EXTRACTED TEXT —
[Start]
Radio Oceanography Laboratory Support | KnowHow / Decimation filters

Discussion in reverse temporal order

1/26/2020 pierre

after our discussion, it becomes clear that the best would be to have a 8^2 fixed filter, and if final sampling frequency need to be adjusted, do it by changing the TI1278 clock frequency, not touch the decimate filter.

There is enough adjustment latitude between 12 kHz and 48 kHz to cover all our potential needs.

Guam and Biaritz radars will run at 4.5 MHz with only 25 kHz chirp radio bandwidth, that would be sampled at 185 Hz with 12 kHz/64, and Xavier's lagoon radars at 35 Mhz with 750 kHz chirp would be sampled at 740 Hz with 48 kHz/64.
[End]
PROBLEM A — List every distinct frequency value given in kHz in the decimation filter discussion, in order of first appearance.

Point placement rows
[Start]
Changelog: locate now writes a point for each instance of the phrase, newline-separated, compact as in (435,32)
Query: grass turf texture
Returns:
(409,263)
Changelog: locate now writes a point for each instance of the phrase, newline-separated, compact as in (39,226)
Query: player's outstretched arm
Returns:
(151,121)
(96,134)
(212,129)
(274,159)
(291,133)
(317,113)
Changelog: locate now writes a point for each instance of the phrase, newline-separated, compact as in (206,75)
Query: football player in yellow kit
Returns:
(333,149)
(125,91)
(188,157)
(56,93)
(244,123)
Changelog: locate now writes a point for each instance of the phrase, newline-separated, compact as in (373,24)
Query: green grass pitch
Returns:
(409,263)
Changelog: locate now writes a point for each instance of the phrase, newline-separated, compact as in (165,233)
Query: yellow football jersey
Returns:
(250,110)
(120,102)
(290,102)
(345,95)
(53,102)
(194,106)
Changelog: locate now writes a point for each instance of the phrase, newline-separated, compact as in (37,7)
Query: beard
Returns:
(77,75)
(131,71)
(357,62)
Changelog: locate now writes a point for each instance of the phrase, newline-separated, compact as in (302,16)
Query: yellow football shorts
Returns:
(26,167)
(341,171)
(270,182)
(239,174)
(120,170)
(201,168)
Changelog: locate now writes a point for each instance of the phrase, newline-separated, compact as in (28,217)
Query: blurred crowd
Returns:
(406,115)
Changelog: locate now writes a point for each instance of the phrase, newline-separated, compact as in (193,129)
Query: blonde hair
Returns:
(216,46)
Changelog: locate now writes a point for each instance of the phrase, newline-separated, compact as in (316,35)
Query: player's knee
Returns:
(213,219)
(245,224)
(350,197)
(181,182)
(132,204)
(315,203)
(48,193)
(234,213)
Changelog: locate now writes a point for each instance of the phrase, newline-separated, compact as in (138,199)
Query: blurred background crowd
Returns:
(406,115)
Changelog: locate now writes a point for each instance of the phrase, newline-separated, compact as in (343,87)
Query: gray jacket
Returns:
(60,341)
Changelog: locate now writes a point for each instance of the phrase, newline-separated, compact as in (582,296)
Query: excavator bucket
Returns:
[End]
PROBLEM B — Retype the part of the rows that opens with the line containing "as in (343,87)" and runs through the end of the rows.

RIGHT ANSWER A —
12 kHz
48 kHz
25 kHz
750 kHz

RIGHT ANSWER B —
Changelog: locate now writes a point for each instance of the phrase, newline-separated, compact as in (343,87)
Query: gray jacket
Returns:
(60,341)
Changelog: locate now writes a point for each instance of the phrase, newline-separated, compact as in (582,296)
Query: excavator bucket
Returns:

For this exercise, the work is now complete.